▸ Work task: Skip the pictures. Give all the data again exactly.

▸ Region pointing data:
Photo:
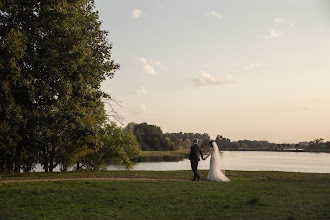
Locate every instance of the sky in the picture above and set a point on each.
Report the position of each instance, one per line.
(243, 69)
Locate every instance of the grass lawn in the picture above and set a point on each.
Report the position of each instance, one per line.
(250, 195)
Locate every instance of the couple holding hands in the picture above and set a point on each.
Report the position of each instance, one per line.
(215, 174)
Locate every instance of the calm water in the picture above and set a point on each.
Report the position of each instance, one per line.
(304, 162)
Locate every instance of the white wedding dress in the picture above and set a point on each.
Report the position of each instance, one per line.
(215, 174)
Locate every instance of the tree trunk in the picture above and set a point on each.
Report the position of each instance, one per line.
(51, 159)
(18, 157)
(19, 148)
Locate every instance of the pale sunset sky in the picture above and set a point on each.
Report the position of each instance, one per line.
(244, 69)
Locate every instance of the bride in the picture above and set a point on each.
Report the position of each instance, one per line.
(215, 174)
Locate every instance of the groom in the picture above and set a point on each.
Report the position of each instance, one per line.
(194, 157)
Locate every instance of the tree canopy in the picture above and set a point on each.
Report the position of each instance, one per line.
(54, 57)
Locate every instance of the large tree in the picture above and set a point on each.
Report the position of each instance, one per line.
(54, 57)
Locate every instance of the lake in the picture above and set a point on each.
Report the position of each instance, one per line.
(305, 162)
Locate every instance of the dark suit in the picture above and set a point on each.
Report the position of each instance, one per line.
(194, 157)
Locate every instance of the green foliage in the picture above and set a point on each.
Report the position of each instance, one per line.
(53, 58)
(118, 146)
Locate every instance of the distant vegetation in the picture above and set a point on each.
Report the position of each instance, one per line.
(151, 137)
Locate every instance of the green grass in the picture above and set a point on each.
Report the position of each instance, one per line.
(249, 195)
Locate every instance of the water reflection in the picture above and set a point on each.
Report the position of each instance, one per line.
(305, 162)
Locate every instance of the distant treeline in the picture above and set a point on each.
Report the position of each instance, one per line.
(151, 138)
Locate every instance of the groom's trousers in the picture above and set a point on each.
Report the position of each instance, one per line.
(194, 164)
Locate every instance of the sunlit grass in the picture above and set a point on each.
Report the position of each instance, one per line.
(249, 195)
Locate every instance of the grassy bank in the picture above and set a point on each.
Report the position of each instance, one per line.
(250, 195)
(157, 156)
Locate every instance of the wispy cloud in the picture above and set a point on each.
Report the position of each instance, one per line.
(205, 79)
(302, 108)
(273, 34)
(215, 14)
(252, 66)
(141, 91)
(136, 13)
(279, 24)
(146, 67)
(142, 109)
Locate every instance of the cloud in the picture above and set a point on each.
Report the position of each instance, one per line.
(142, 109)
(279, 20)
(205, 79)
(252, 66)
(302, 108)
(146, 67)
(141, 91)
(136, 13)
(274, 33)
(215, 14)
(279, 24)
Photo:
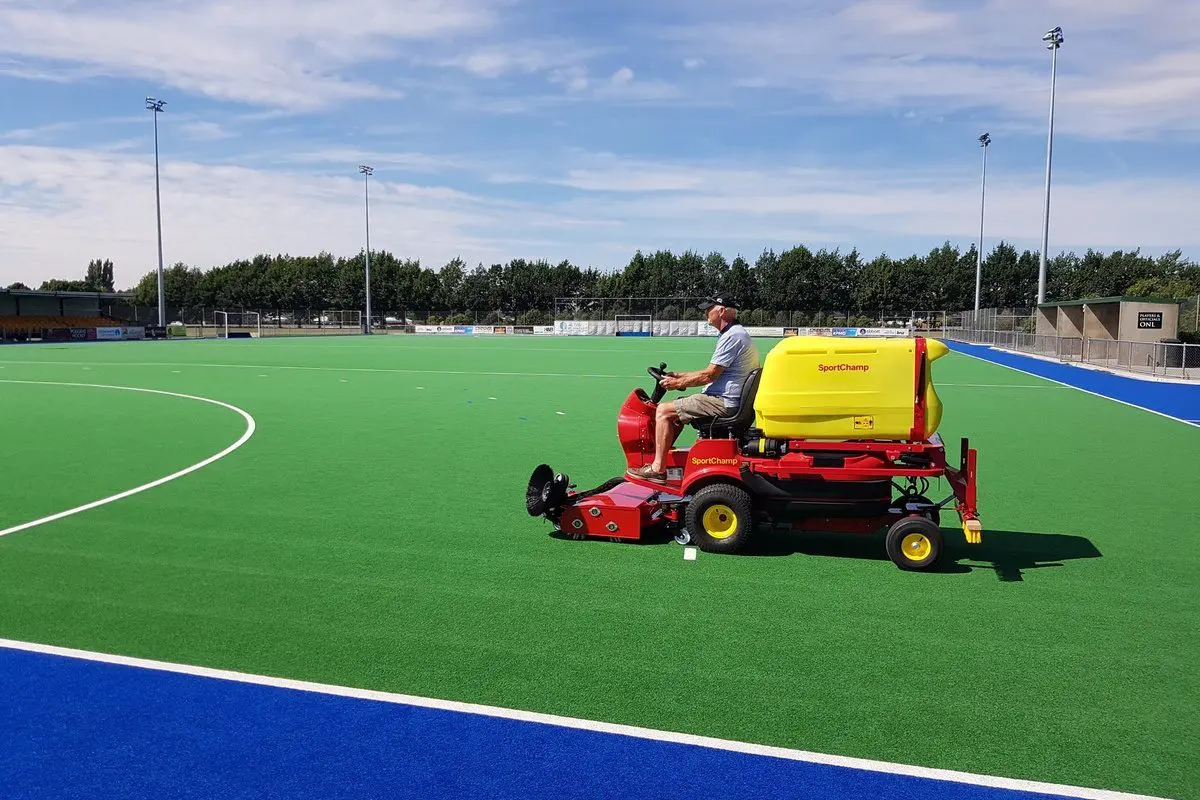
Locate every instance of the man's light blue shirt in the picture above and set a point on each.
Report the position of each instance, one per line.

▸ Reply:
Photo:
Locate every instance of the sky in the picture above and set a point on each.
Report the position of each instance, one per line.
(243, 69)
Locate every instance of the grass lawn in the picture above and set a point on each.
Report the position of each instance, one per line.
(250, 195)
Locate every instance of the couple holding hands in the picture above and set a point on each.
Report the position of each instance, one per line.
(215, 174)
Locate every instance of the calm water in the picture above and set a point on each.
Report the position of each instance, one per line.
(304, 162)
Locate every instance of the white wedding dress in the picture above and set a point on each.
Report the position of each instance, one per line.
(215, 174)
Locate every instance of the tree trunk in the picture above and set a point on each.
Report the position of each instance, one per line.
(51, 159)
(18, 157)
(19, 148)
Locate every instance of the pale sunset sky in the picture above and set a point on each.
Report the position of each instance, one per line.
(244, 69)
Locate every instance of the bride in the picture above and set a point on each.
Report the position of each instance, one per line.
(215, 174)
Locate every instance of the groom in the picture above and set a point on each.
Report the position of each instance, one per line.
(194, 157)
Locate every instance of the tree canopy in the picture above and set a point on each.
Report the position of each instance, one per line.
(54, 57)
Locate every instance of the large tree in the picture above and set a point on each.
Report the position of each instance, one per line.
(54, 57)
Locate every instance of the lake in the picture above and set a point on each.
Report the position of each instance, one per line.
(305, 162)
Locate every instance of the dark suit in the picture above and set a point on each.
Report the position of each instance, one per line.
(194, 157)
Locate every instance of the green foliage in the picture above and set a point on each.
Report the position of each instance, one per line.
(53, 58)
(118, 146)
Locate every instance of the distant vegetation in the picture above and set a point on each.
Report the position of each instance, one per line.
(151, 137)
Locate every instance of the green grass in the picture above and set a point on each.
Report the position of each instance, one per line.
(249, 195)
Locate every instance of the water reflection in the picture above and set a point on each.
Report the position of each instance, one per line.
(305, 162)
Locate every instance of the distant treeline in the picture above and set a point on each.
Report the position of each instance, one per line.
(151, 138)
Locate every instance of the groom's trousers in the picture above and set a point on each.
Report the position of each instance, one per line.
(194, 164)
Locate every instance of the sunlit grass in the picture above and set a point on each.
Report the position of each instance, one per line.
(249, 195)
Locate every instance of the grassy bank in the picture above and set a point on each.
Report the position of each instance, one per line.
(250, 195)
(157, 156)
Locate every instance of the wispy cloud in the picture above and set a point on each.
Report the position of each instance, one per line.
(205, 79)
(302, 108)
(273, 34)
(215, 14)
(252, 66)
(141, 91)
(136, 13)
(279, 24)
(146, 67)
(142, 109)
Locate every instance of the cloud in the picture above and set a point on each.
Report the position of each instance, one per line.
(142, 109)
(279, 20)
(205, 79)
(252, 66)
(302, 108)
(146, 67)
(141, 91)
(136, 13)
(274, 33)
(215, 14)
(279, 24)
Photo:
Locate every instance of the man's light blue shirt in the picture above and set a point on each.
Report the position of each instance, one per line.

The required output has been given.